§ Problem description
Number of lines with "blue" in the listing: report it, and nothing else.

§ Input material
Segment Open

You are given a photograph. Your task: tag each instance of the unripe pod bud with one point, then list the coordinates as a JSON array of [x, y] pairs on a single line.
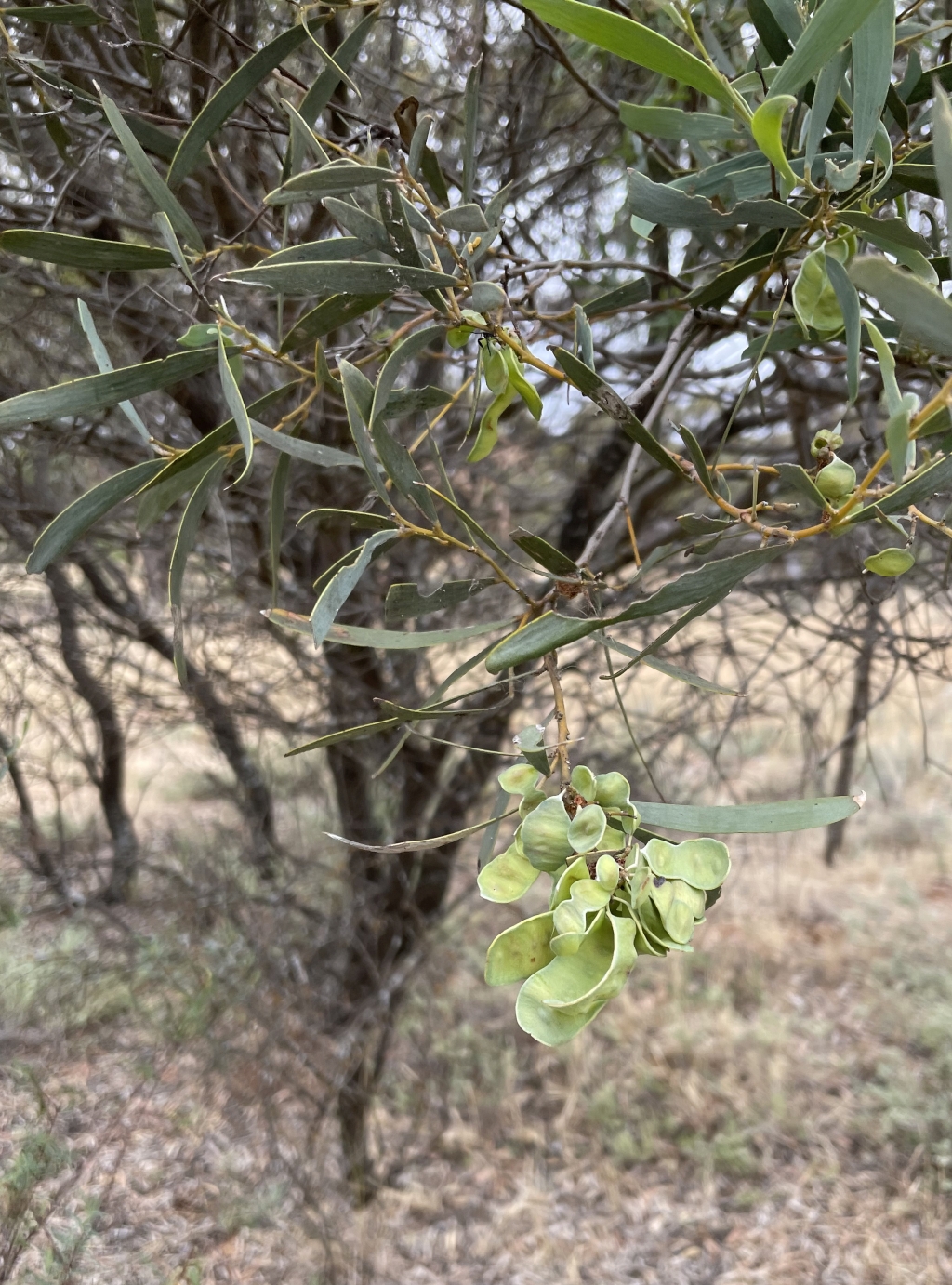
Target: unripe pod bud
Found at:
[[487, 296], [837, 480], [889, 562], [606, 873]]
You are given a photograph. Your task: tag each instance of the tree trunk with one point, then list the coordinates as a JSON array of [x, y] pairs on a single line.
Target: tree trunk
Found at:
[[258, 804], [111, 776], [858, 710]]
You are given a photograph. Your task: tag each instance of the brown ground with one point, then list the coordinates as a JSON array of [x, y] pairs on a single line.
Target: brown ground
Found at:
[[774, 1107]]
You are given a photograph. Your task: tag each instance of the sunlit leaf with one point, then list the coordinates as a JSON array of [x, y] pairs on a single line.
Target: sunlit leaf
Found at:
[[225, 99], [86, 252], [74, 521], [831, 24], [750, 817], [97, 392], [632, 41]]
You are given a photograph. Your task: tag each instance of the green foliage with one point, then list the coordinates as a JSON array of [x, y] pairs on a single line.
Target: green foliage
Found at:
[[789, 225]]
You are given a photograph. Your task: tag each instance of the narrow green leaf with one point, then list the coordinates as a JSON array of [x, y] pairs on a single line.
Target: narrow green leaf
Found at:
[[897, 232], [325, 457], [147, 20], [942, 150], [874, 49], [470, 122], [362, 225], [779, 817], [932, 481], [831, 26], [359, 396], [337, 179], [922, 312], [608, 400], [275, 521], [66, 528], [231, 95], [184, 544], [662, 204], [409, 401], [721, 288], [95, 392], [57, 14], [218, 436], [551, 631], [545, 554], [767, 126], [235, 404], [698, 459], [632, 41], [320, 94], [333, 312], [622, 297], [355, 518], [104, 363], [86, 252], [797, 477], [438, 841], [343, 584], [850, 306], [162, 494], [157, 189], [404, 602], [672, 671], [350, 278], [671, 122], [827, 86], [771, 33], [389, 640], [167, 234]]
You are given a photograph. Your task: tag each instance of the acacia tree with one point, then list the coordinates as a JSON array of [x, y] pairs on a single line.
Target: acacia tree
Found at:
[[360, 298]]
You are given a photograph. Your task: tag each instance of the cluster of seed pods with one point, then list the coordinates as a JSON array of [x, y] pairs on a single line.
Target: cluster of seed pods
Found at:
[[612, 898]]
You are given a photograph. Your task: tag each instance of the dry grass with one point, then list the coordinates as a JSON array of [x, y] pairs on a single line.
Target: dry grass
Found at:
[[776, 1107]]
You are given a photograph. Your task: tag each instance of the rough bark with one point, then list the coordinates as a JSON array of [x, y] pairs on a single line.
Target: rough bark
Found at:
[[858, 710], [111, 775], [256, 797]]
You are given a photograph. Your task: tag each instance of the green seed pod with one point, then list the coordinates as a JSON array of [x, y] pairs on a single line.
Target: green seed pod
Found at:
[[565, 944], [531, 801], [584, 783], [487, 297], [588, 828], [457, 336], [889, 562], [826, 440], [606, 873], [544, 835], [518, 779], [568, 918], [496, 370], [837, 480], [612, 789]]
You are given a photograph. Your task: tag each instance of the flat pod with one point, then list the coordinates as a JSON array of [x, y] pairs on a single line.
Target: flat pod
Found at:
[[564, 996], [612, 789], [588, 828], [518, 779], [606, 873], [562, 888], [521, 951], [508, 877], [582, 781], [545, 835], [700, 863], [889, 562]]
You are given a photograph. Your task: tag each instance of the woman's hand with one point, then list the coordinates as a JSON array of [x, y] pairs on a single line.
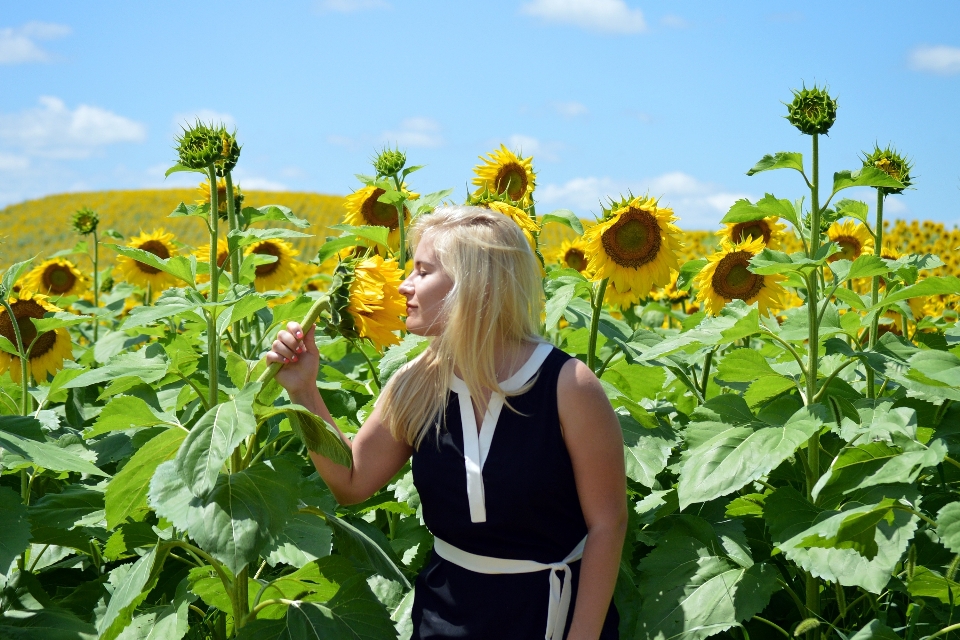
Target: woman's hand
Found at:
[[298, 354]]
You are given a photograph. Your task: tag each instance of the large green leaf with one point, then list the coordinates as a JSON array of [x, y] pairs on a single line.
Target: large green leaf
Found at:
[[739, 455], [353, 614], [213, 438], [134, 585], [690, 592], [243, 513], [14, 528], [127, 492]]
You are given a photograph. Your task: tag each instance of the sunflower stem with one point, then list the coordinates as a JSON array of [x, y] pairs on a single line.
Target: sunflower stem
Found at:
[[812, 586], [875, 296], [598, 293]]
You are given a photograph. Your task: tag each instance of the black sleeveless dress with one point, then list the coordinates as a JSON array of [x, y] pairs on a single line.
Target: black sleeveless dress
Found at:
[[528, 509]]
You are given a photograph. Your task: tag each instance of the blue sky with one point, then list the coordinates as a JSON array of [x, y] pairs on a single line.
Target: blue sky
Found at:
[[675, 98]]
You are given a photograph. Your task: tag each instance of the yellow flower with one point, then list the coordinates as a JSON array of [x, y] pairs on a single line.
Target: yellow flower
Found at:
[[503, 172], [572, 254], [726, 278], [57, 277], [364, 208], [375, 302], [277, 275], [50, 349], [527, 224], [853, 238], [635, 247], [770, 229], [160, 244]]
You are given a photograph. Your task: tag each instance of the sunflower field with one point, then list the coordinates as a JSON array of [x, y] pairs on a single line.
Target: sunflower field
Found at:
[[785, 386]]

Segment Closed

§ Task output
2